Requirement » Your task is to find every line in the records that holds the string "rough" and copy it.

%%

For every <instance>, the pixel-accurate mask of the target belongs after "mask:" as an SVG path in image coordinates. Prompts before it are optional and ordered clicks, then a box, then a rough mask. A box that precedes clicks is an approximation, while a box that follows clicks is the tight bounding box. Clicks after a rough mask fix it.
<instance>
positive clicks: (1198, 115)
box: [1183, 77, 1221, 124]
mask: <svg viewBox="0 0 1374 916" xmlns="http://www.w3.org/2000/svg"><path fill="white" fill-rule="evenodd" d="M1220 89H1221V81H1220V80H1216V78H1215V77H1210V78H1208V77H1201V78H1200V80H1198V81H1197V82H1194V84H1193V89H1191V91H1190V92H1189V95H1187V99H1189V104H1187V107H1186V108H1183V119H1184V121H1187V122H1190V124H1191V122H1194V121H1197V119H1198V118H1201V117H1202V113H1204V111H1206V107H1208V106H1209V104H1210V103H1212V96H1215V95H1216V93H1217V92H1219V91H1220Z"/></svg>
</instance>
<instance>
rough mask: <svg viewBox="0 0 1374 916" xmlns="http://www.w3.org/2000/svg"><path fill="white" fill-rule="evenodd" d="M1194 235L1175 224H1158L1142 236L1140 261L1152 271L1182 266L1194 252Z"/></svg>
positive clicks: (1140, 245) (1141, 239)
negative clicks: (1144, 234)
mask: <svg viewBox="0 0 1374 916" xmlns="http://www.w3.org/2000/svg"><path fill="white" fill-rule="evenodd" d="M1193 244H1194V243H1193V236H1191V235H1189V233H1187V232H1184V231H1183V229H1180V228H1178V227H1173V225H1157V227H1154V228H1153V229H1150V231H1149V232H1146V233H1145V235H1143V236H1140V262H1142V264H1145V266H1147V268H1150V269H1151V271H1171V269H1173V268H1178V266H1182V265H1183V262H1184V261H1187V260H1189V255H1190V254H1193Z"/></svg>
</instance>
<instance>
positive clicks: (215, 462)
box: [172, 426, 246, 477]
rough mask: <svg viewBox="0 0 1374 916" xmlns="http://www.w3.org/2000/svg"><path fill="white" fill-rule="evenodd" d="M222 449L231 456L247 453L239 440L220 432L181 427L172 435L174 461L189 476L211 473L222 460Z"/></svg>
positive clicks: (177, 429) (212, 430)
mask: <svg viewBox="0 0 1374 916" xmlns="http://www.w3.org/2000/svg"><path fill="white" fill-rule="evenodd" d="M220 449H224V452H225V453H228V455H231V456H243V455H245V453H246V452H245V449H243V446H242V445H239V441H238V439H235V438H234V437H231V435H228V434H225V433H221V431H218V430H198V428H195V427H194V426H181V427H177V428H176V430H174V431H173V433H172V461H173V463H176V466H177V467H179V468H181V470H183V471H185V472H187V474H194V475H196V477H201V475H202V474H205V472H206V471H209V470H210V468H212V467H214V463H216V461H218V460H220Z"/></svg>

%%

Result for this exercise »
For every <instance>, the pixel-accurate mask of the target belongs after "mask:" as an SVG path in image coordinates. Prompts before it are optional and ordered clicks, then a box, then a rough mask. A box that precedes clicks is an approximation, while a box that follows clicks is the tight bounding box. Clicks after a rough mask fix it.
rough mask: <svg viewBox="0 0 1374 916" xmlns="http://www.w3.org/2000/svg"><path fill="white" fill-rule="evenodd" d="M1194 235L1175 224H1158L1142 236L1140 261L1152 271L1182 266L1194 252Z"/></svg>
rough mask: <svg viewBox="0 0 1374 916" xmlns="http://www.w3.org/2000/svg"><path fill="white" fill-rule="evenodd" d="M222 449L231 456L247 453L239 440L220 432L181 427L172 435L174 461L189 476L211 473L222 460Z"/></svg>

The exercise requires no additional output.